Description of the task. What you return must match the records below exactly, apart from the omitted pictures.

[[ Data for processing open ]]

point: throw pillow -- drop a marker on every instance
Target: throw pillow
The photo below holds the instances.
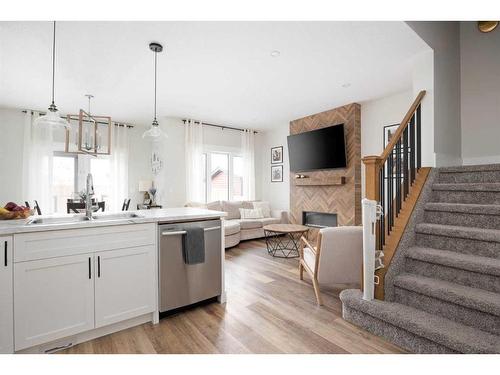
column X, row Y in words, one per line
column 264, row 206
column 255, row 213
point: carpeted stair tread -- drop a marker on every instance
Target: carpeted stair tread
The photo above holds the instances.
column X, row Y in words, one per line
column 473, row 298
column 474, row 209
column 479, row 234
column 472, row 187
column 460, row 261
column 453, row 335
column 471, row 168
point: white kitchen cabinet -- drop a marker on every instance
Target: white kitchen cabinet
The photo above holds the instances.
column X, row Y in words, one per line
column 124, row 284
column 54, row 298
column 6, row 297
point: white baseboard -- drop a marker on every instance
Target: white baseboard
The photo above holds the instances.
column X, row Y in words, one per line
column 495, row 159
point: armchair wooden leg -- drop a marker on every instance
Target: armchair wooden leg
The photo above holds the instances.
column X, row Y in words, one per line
column 317, row 291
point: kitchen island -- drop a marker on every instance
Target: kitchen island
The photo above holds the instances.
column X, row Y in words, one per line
column 66, row 280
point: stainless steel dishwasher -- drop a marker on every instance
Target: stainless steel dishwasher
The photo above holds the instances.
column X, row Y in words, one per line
column 183, row 284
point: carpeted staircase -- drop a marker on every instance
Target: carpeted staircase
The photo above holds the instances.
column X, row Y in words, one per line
column 443, row 286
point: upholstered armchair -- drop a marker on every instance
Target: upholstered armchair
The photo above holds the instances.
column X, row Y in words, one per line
column 337, row 258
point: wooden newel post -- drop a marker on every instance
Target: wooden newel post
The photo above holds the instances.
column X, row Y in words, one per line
column 372, row 183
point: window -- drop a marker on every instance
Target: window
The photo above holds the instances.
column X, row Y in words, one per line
column 70, row 173
column 101, row 173
column 223, row 176
column 64, row 172
column 219, row 177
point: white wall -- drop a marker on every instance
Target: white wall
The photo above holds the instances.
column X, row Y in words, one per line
column 277, row 193
column 444, row 39
column 480, row 99
column 11, row 156
column 375, row 114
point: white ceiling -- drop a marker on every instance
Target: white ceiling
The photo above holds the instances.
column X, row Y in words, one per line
column 219, row 72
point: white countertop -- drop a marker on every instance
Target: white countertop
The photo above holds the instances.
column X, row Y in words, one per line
column 167, row 215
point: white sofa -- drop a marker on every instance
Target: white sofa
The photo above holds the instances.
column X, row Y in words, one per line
column 238, row 229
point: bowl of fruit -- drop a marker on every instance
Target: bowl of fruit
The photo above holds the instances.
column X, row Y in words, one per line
column 12, row 211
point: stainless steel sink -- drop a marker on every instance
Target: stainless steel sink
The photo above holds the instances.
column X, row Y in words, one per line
column 81, row 218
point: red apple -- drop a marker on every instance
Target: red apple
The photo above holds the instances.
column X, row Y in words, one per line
column 10, row 206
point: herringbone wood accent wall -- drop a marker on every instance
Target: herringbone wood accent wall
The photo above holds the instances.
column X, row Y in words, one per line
column 344, row 200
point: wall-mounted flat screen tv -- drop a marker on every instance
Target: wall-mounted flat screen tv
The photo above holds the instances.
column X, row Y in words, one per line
column 317, row 149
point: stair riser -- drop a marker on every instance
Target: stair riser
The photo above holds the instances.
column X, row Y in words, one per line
column 459, row 276
column 470, row 177
column 462, row 219
column 394, row 334
column 471, row 317
column 461, row 245
column 470, row 197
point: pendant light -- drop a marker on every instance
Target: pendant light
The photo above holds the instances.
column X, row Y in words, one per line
column 155, row 131
column 52, row 118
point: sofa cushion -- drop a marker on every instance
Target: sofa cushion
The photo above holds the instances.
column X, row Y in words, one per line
column 231, row 227
column 264, row 206
column 270, row 220
column 250, row 223
column 215, row 205
column 232, row 209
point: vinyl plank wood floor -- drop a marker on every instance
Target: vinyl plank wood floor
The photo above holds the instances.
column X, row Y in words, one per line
column 268, row 310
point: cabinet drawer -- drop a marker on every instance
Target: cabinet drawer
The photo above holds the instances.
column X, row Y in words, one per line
column 51, row 244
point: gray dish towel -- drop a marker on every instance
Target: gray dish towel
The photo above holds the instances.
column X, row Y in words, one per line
column 193, row 245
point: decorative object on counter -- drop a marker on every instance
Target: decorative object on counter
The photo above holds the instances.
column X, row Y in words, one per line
column 52, row 118
column 79, row 207
column 126, row 204
column 144, row 186
column 152, row 193
column 12, row 211
column 277, row 155
column 155, row 131
column 148, row 206
column 88, row 134
column 277, row 173
column 156, row 162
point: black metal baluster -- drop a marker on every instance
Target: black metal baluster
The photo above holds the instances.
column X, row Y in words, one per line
column 412, row 149
column 406, row 185
column 419, row 137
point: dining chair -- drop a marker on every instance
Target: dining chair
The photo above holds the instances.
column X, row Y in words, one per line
column 337, row 258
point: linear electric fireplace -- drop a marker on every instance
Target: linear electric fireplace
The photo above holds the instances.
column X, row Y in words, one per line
column 319, row 219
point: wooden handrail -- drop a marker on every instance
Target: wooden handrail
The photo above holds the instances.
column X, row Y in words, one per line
column 404, row 124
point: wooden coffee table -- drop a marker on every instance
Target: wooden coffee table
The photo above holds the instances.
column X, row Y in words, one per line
column 283, row 240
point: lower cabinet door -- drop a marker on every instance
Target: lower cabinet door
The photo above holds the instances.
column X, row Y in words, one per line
column 53, row 298
column 6, row 299
column 125, row 284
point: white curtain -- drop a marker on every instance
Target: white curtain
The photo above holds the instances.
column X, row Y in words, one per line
column 38, row 151
column 248, row 148
column 194, row 162
column 119, row 167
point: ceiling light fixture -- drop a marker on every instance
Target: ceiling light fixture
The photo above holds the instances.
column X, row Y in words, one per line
column 155, row 131
column 52, row 118
column 487, row 26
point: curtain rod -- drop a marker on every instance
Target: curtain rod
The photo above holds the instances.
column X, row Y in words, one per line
column 218, row 126
column 75, row 119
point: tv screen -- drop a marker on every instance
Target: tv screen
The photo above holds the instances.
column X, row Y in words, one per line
column 317, row 149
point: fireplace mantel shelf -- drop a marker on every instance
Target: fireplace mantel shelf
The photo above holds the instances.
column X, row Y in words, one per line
column 330, row 181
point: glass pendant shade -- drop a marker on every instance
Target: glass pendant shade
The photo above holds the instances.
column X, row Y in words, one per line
column 52, row 118
column 154, row 131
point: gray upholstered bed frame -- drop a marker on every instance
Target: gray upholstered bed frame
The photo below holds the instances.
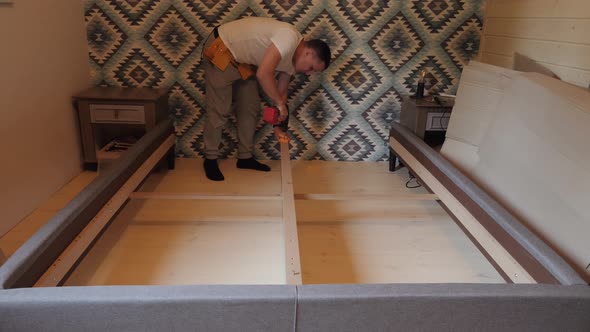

[[ Data for processing closed ]]

Exercise solution.
point: throw pillow -- drop a marker on every instance
Target: throw pillow
The photo below holds the instances.
column X, row Y in words, one per line
column 264, row 206
column 255, row 213
point: carpeted stair tread -- drop a marker on every instance
Target: carpeted stair tread
The photo above holds the instances.
column X, row Y in words, one per line
column 473, row 298
column 474, row 209
column 479, row 234
column 472, row 187
column 460, row 261
column 453, row 335
column 471, row 168
point: white kitchen cabinet -- drop a marker on every instance
Target: white kitchen cabinet
The photo above holds the instances.
column X, row Y in words, one per line
column 124, row 284
column 54, row 298
column 6, row 297
point: white baseboard -- drop a marker on every instance
Target: white baseboard
The photo above holds the instances.
column X, row Y in words, one per line
column 495, row 159
point: armchair wooden leg -- drop a marker on every instance
Target: armchair wooden leg
The photo above holds the instances.
column X, row Y in words, one per line
column 317, row 291
point: kitchen island -- drop a marker on every instance
Target: kitchen island
The photo above holds the instances.
column X, row Y in words, one per line
column 66, row 280
point: stainless steel dishwasher -- drop a marker on every instance
Target: stainless steel dishwasher
The photo above holds the instances.
column X, row Y in words, one per line
column 183, row 284
point: carpeted staircase -- drop a marker on every instance
Target: carpeted staircase
The photo above holds the instances.
column X, row Y in words, one per line
column 443, row 286
point: upholstered armchair -- drop a marker on every instance
Target: upholstered armchair
The photo above holds the instances.
column X, row Y in words, one per line
column 337, row 258
point: wooden newel post -- drop a marker on every instance
Target: wooden newel post
The photo above holds the instances.
column X, row Y in words, one per line
column 372, row 183
point: window -- drop a marker on every instance
Target: window
The photo above holds the instances.
column X, row Y in words, one per line
column 70, row 173
column 101, row 173
column 223, row 176
column 64, row 172
column 219, row 177
point: white wall -- drop a marker on every instance
Target: white wall
The photo above holds the instances.
column X, row Y in words, one per line
column 277, row 193
column 444, row 39
column 480, row 99
column 11, row 156
column 375, row 114
point: white ceiling -- drop a marker on every instance
Target: white ceiling
The photo above holds the instances.
column X, row Y in words, one per line
column 219, row 72
point: white countertop -- drop a marker on every instance
Target: white countertop
The photo above holds the instances.
column X, row Y in words, one per line
column 167, row 215
point: white sofa -- drop a marker on every instance
Target: white sofa
The photo above holds the instances.
column X, row Y in words, one per line
column 238, row 229
point: bowl of fruit -- drop a marker on every instance
Target: bowl of fruit
The photo above holds the instances.
column X, row Y in words, one per line
column 12, row 211
point: stainless steel sink -- drop a marker on every instance
Target: stainless steel sink
The photo above holds the instances.
column X, row Y in words, one per line
column 81, row 218
point: red apple -- drop a marker on every instance
Target: red apple
The photo above holds the instances.
column X, row Y in words, one per line
column 10, row 206
point: herringbone wood accent wall -- drop a marker on every instance
Target: herringbone wood accent wall
The photo above holds the instances.
column X, row Y in words, one per line
column 344, row 200
point: wall-mounted flat screen tv -- drop a marker on every instance
Target: wall-mounted flat screen tv
The photo above holds the instances.
column X, row Y in words, one per line
column 317, row 149
point: stair riser -- drop a marker on every instance
Target: stair riser
The photo above holds the instances.
column X, row Y in words, one per line
column 459, row 276
column 470, row 177
column 462, row 219
column 394, row 334
column 471, row 317
column 461, row 245
column 470, row 197
point: pendant light -- drop a marker on every instance
Target: pendant light
The photo above holds the instances.
column X, row Y in words, one per line
column 155, row 131
column 52, row 118
point: sofa cushion -- drop a marker on every instance
Target: sofa cushion
The photo above holds the instances.
column X, row Y in words, one per line
column 231, row 227
column 264, row 206
column 270, row 220
column 250, row 223
column 215, row 205
column 232, row 209
point: vinyl plank wood floor -- drop a marker on every instance
Target: vinyl plank wood floor
The photo above holds the instances.
column X, row Y in words, one per line
column 268, row 310
point: cabinet drawer -- drop a marker on every instance
Target: cabinet drawer
The photo above holds the instances.
column X, row Y in words, one per line
column 51, row 244
point: gray dish towel -- drop a marker on every instance
Target: gray dish towel
The photo above holds the instances.
column X, row Y in words, one per line
column 193, row 245
point: decorative object on counter -- drop a marker on every instance
Target: decorative object on counter
The photo above holds the instances.
column X, row Y in words, one per line
column 52, row 118
column 79, row 207
column 126, row 204
column 144, row 186
column 152, row 193
column 12, row 211
column 277, row 155
column 155, row 131
column 148, row 206
column 88, row 134
column 277, row 173
column 156, row 162
point: black metal baluster -- drop a marker on every instance
Target: black metal baluster
The photo above holds the instances.
column X, row Y in words, one per line
column 412, row 149
column 406, row 185
column 419, row 137
point: dining chair -- drop a marker on every instance
Target: dining chair
The photo above holds the instances.
column X, row Y in words, one per line
column 337, row 258
point: linear electric fireplace -- drop a marker on every instance
Target: linear electric fireplace
The photo above holds the instances.
column X, row Y in words, one per line
column 319, row 219
point: wooden handrail -- drop a marker on every instance
Target: wooden handrail
The photo above holds the instances.
column X, row Y in words, one per line
column 404, row 124
point: wooden coffee table -- drop a marker on every instance
Target: wooden coffee table
The photo above holds the instances.
column X, row Y in words, one per line
column 283, row 240
point: lower cabinet door -- drop a marker on every instance
Target: lower cabinet door
The photo above holds the instances.
column X, row Y in words, one per line
column 53, row 298
column 6, row 299
column 125, row 284
point: white curtain -- drop a marker on every instance
Target: white curtain
The photo above holds the instances.
column X, row Y in words, one per line
column 38, row 151
column 248, row 148
column 194, row 162
column 119, row 167
point: ceiling light fixture -- drop a marker on every instance
Target: ceiling light fixture
The photo above holds the instances.
column X, row Y in words, one per line
column 155, row 131
column 52, row 118
column 487, row 26
point: curtain rod -- drop a marker on every instance
Target: curtain rod
The photo above holds the instances.
column X, row Y in words, one per line
column 218, row 126
column 75, row 119
point: tv screen -- drop a marker on every instance
Target: tv screen
The photo above holds the instances.
column X, row Y in words, one per line
column 317, row 149
point: fireplace mantel shelf -- drop a marker on every instance
Target: fireplace mantel shelf
The photo above holds the instances.
column X, row Y in words, one per line
column 330, row 181
point: glass pendant shade -- drop a marker on every instance
Target: glass pendant shade
The photo above holds the instances.
column X, row Y in words, one per line
column 52, row 118
column 154, row 131
point: gray upholstered bed frame -- drop a marker on every instance
Target: gray upholstered bed frame
The photo below holds the instances.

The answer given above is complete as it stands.